_GIVEN REQUEST_
Put the lines of the records below into a JSON list of strings, one string per line, with blank lines omitted. Start at the line containing "wedding dress, written as integer pixel values." and continue through the last line of the records.

[Dataset rows]
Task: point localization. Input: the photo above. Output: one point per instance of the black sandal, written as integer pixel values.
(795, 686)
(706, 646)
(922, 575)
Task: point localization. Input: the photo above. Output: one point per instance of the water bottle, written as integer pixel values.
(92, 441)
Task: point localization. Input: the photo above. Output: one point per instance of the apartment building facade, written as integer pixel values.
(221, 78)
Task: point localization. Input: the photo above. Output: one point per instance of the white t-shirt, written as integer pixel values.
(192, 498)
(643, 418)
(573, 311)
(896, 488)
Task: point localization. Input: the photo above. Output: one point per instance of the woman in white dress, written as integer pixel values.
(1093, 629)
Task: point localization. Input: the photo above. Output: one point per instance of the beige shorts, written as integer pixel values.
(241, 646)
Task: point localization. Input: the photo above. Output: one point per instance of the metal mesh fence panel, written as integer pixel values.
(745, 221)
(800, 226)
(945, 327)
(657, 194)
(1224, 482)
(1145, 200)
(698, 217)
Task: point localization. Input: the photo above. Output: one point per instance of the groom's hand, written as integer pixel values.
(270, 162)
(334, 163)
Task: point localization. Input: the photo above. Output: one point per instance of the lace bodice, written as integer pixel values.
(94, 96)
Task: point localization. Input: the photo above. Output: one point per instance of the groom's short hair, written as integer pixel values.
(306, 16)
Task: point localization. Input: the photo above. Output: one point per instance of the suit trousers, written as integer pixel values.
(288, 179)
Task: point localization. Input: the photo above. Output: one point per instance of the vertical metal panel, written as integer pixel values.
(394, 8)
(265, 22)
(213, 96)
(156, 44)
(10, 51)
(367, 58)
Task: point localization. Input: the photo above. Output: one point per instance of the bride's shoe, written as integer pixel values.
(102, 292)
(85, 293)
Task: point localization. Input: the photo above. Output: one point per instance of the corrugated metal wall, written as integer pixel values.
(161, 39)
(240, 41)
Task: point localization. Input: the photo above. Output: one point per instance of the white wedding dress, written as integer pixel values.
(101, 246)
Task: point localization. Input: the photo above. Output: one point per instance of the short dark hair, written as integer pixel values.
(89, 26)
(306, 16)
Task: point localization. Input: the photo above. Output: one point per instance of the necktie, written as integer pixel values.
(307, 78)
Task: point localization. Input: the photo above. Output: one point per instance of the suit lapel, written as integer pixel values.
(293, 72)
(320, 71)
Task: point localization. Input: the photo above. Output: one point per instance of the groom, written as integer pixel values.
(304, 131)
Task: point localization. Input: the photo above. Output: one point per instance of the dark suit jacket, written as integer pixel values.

_WRITTEN ANSWER_
[
  "Task: point localization. Input: the photo above. Output: one point per instance of the white wedding dress, written as integer pixel values.",
  "(101, 246)",
  "Task: point localization. Input: the photo above. Output: one point per instance of the short dark hair, written as integer pixel values.",
  "(89, 26)",
  "(306, 16)",
  "Task: point localization. Input: the photo above. Output: one point per instance of the necktie, written as integer pixel values.",
  "(307, 78)",
  "Task: point localization. Input: the photo above. Output: one point per instance of the suit lapel, written as integer pixel values.",
  "(293, 72)",
  "(320, 71)",
  "Task: point localization. Input: the photo above. Output: one point per instance of the groom, written as integer pixel values.",
  "(304, 131)",
  "Task: point localization. Input: the photo above. Output: one point per instance of the dark suit jacket, written as integer pixel values."
]